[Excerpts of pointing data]
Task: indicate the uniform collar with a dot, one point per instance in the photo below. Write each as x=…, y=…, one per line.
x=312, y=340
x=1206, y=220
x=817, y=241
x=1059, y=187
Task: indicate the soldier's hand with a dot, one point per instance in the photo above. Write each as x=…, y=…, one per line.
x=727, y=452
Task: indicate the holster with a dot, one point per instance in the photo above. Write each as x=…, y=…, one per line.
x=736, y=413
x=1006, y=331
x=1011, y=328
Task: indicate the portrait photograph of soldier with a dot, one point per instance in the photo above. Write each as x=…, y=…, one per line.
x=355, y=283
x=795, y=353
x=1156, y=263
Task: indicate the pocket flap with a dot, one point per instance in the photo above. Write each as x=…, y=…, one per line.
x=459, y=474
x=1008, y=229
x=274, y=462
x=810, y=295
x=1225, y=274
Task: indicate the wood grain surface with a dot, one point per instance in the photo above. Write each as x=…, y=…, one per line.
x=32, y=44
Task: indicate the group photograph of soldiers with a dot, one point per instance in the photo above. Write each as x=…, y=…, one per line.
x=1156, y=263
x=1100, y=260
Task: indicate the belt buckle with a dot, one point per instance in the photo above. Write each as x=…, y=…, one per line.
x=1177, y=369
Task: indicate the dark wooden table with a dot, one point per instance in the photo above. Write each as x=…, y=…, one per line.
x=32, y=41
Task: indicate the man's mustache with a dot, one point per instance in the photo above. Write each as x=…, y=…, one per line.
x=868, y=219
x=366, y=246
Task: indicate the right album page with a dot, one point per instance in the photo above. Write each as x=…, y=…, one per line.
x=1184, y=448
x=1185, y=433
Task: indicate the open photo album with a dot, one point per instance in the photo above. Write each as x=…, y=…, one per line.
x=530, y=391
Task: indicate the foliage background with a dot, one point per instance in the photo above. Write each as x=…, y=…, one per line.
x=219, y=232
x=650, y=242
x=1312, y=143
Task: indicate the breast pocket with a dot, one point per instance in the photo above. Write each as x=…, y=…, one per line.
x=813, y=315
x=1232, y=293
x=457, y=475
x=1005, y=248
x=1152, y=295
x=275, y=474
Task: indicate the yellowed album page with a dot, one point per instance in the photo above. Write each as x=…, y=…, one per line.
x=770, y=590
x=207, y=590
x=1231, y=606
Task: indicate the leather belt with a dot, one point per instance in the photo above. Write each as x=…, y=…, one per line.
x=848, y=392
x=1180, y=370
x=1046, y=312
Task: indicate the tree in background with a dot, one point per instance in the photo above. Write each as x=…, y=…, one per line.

EXERCISE DETAILS: Quote all of the material above verbatim, line by line, in its original order.

WRITTEN ANSWER:
Task: indicate the uniform collar with a dot, one point per instance in the photo below. Write each as x=…, y=…, one per line.
x=312, y=340
x=1206, y=220
x=817, y=241
x=1059, y=187
Task: indicate the soldier's hand with a dot, one point per instance in the photo above. Write each as x=…, y=…, one per line.
x=727, y=452
Task: indicate the holster with a dot, one point per instance in the photo above. Write each as x=…, y=…, one per line.
x=736, y=413
x=1006, y=331
x=1011, y=328
Task: indicate the portrait photograph of soldier with a dot, one point per instance in the photo above. Write each as x=…, y=…, one per line.
x=355, y=283
x=795, y=353
x=1156, y=263
Task: indicate the pocket flap with a dot, one point per instance in the photo above. Write each as x=…, y=…, one per line.
x=459, y=474
x=1008, y=229
x=274, y=462
x=810, y=295
x=1225, y=274
Task: indicate the wood grain surface with a dot, one point per instance in the photo above. Write each as x=…, y=…, one per line.
x=32, y=44
Task: indicate the group photograph of soldiers with a dot, one point per instance in the photo above. Write each as x=…, y=…, one per line.
x=1156, y=263
x=1100, y=260
Task: indicate the belt buckle with a dot, one point per instance in the photo above. Write each as x=…, y=…, one per line.
x=1177, y=369
Task: indicate the dark wooden table with a dot, one point per instance in the photo above. Write each as x=…, y=…, one per line.
x=32, y=41
Task: indicate the man's mustache with a dot, one point per instance in the photo above. Write each as x=…, y=…, one per line.
x=868, y=219
x=366, y=246
Task: indicate the right album page with a dot, one point per instance in the photo above. Write each as x=…, y=…, one per line.
x=1184, y=448
x=1185, y=433
Task: indicate the open photo album with a dot, one point per instance in the photo above. Write each as x=…, y=…, one per line.
x=530, y=391
Task: indicate the foliage background with a dot, one point per instance in the photo above. Write each as x=…, y=…, one per line.
x=219, y=232
x=650, y=242
x=1312, y=143
Task: indicate the breast pocket with a dot, one point per instance in the photo above. Write each as x=…, y=…, one per line.
x=813, y=315
x=1232, y=293
x=457, y=475
x=1005, y=248
x=1152, y=295
x=275, y=474
Task: indicate the yellowed album page with a dot, one point per instance in the photo above. Write each as x=…, y=…, one per line.
x=770, y=590
x=207, y=590
x=1231, y=606
Task: indicate the leather belt with a dot, one point per instance in the photo above. Write each as x=…, y=…, one per line.
x=848, y=392
x=1180, y=370
x=1046, y=312
Task: indicate the tree in background with a dot, one point per instance in the photo above. Write each as x=…, y=…, one per line.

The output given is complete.